# DIE AUFGABE:
Welche Busse verhängt die Börse laut dem Textauszug gegen die UBS?

# TEXTAUSZUG:

===

Minibusse für grössten Crash der Geschichte
20minuten.ch (14. Januar 2011) – Die Börse verordnet eine Busse über 100 000 Franken, weil die UBS Verluste verspätet gemeldet habe. Eine Geschichte von Dürrenmattscher Surrealität.
Die UBS verlor ab 2007 Dutzende von Milliarden, musste 2008 vom Staat vor dem Bankrott geschützt werden und verriet 2009 US-Kunden, um sich zu retten.
Die Schweiz leistete Schützenhilfe, opferte ihr Bankgeheimnis, zeigte in unzähligen Berichten Verständnis für das Unverständliche, ihre Strafbehörden legten die Hände in den Schoss.
Wie ein schlechter Witz
Heute, dreieinhalb Jahre nach Ausbruch der Finanzkrise, erwischt es die UBS an einer Stelle, die im Vergleich zum Ausmass des Debakels wie ein schlechter Witz erscheint. Die Börse büsst die UBS mit 100 000 Franken, weil sie im Sommer 2007 die drohenden Milliardenabschreiber auf ihren US-Hypothekenberg zu lange verschwiegen habe.
Die Bank akzeptiert das Urteil, aber offenbar nicht ohne Gegenwehr. Die Börse hatte schon im letzten August die Busse vorgeschlagen, aber erst jetzt, fünf Monate später, wird sie rechtskräftig.
Eine solche Geschichte hätte sich selbst der Schweizer Schriftsteller Friedrich Dürrenmatt kaum besser ausdenken können. Da geht eine vermeintlich übervorsichtige Schweizer Grossbank heimlich gigantische Risiken ein, um nach dem Crash zu behaupten, von nichts gewusst zu haben.

===

# Datensätze:
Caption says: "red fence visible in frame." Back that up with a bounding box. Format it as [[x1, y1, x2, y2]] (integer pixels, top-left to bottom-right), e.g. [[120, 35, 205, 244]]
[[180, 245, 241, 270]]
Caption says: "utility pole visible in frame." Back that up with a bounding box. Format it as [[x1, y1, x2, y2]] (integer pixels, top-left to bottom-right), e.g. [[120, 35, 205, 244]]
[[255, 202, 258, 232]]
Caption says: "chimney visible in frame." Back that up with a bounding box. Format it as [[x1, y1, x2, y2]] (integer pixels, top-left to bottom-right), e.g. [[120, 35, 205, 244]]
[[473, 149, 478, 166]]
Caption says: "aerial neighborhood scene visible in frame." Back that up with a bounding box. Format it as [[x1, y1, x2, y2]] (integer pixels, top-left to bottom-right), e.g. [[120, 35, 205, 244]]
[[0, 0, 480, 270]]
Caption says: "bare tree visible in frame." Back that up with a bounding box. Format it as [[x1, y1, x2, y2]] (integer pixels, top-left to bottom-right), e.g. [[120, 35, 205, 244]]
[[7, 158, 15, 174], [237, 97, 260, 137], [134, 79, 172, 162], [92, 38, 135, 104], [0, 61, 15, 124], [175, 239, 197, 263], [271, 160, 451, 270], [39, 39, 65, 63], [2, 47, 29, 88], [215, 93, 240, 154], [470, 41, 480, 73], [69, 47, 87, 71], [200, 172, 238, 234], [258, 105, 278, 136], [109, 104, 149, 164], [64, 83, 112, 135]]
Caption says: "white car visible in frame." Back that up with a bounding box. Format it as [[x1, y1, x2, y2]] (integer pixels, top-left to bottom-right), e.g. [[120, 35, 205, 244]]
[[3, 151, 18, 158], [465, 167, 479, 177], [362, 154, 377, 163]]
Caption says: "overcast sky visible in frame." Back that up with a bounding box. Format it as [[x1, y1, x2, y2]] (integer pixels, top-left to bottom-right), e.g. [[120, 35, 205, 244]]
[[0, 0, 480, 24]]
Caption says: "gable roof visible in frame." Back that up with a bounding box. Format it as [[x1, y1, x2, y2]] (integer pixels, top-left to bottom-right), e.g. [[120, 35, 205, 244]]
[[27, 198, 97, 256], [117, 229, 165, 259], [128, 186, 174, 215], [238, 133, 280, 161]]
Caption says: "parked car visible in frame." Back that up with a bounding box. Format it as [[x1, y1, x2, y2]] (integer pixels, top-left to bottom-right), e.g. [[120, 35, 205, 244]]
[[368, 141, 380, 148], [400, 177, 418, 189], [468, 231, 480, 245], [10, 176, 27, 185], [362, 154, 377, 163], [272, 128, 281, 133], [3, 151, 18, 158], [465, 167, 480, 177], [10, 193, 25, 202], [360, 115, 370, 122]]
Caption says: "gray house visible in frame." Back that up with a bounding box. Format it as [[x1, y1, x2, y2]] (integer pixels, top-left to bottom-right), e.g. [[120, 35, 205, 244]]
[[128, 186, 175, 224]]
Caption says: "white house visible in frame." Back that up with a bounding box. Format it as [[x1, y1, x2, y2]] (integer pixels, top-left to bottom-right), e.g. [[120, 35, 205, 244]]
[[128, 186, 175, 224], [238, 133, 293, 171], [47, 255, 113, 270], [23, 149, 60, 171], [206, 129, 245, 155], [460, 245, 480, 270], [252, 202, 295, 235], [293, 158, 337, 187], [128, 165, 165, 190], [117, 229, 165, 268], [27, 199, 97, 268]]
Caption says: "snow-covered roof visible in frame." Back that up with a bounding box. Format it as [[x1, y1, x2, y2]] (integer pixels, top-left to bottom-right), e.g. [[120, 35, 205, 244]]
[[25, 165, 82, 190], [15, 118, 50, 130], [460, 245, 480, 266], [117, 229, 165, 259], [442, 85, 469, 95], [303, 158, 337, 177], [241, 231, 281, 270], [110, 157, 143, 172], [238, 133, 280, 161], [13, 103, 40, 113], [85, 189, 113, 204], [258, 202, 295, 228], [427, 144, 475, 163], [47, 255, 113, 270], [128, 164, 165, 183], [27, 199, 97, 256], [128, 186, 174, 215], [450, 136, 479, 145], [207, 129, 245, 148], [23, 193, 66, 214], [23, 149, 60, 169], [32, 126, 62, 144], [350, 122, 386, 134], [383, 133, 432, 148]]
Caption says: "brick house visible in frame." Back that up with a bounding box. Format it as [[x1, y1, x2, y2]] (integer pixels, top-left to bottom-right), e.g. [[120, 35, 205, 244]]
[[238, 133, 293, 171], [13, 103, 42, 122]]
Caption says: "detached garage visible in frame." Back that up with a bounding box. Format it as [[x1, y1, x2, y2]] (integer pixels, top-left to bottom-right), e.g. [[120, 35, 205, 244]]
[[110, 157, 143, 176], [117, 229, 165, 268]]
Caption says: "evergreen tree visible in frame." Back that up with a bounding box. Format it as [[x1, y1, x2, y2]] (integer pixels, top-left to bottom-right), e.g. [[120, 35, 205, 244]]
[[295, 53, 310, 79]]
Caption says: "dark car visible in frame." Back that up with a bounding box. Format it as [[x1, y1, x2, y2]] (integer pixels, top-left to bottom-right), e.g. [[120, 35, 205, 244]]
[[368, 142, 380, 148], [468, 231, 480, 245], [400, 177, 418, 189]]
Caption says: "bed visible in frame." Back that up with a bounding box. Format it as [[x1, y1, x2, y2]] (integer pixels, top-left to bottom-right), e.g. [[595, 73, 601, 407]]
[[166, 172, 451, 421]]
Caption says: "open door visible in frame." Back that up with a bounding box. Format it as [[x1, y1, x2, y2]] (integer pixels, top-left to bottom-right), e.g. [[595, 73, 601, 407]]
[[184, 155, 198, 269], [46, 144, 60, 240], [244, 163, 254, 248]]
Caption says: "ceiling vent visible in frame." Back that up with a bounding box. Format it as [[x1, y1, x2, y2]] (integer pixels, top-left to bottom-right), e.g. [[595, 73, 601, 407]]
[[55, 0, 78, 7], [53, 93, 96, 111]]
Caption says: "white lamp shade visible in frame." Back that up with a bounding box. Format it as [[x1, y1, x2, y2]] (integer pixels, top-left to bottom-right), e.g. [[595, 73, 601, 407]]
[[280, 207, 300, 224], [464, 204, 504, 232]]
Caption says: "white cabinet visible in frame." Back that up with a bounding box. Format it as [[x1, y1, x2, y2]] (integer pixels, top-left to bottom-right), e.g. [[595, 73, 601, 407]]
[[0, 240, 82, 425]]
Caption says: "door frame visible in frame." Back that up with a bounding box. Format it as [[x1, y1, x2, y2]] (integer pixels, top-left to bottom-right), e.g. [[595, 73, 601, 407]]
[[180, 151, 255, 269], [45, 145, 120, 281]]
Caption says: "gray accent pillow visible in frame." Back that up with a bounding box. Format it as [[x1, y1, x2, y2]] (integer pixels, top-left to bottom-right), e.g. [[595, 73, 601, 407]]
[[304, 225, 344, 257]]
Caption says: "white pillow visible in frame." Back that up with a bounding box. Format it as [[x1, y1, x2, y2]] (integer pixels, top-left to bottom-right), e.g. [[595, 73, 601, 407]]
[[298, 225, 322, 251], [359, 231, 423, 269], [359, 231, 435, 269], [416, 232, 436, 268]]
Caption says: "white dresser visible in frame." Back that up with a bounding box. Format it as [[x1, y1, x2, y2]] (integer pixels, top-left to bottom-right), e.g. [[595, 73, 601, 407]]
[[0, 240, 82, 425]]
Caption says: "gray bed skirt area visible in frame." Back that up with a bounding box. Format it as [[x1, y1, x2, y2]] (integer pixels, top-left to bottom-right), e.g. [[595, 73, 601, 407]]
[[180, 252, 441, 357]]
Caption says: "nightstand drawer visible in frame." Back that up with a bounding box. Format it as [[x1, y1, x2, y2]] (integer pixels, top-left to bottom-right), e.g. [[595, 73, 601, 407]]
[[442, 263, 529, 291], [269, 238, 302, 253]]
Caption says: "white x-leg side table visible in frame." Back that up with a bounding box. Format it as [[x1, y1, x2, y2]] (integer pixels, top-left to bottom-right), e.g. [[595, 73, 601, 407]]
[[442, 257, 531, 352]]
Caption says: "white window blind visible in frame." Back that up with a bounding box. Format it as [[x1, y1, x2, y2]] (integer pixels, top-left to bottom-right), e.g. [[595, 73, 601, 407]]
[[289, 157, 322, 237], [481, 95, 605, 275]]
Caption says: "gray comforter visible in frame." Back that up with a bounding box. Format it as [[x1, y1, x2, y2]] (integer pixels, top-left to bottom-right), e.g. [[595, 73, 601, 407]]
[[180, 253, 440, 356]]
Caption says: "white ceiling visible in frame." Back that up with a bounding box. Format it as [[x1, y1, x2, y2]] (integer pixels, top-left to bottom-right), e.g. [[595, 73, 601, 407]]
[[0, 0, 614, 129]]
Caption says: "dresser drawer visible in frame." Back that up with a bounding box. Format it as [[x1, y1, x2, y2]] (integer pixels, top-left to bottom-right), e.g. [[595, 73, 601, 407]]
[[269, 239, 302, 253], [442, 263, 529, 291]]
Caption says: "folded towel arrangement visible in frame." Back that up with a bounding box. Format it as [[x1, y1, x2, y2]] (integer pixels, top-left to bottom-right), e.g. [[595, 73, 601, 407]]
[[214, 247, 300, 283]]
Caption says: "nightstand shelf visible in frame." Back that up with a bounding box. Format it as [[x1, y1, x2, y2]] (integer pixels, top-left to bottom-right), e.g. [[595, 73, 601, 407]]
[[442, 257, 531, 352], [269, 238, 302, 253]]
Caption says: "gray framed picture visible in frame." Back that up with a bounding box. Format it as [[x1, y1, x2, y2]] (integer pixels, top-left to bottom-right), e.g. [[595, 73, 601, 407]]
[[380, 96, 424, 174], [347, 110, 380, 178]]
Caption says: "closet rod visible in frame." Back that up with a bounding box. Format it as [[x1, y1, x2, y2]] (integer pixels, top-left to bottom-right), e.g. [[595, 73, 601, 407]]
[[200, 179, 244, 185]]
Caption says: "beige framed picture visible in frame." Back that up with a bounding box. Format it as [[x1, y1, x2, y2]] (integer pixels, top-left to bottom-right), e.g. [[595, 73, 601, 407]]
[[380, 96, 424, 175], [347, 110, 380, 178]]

===

# DIE ANTWORT:
100 000 Franken.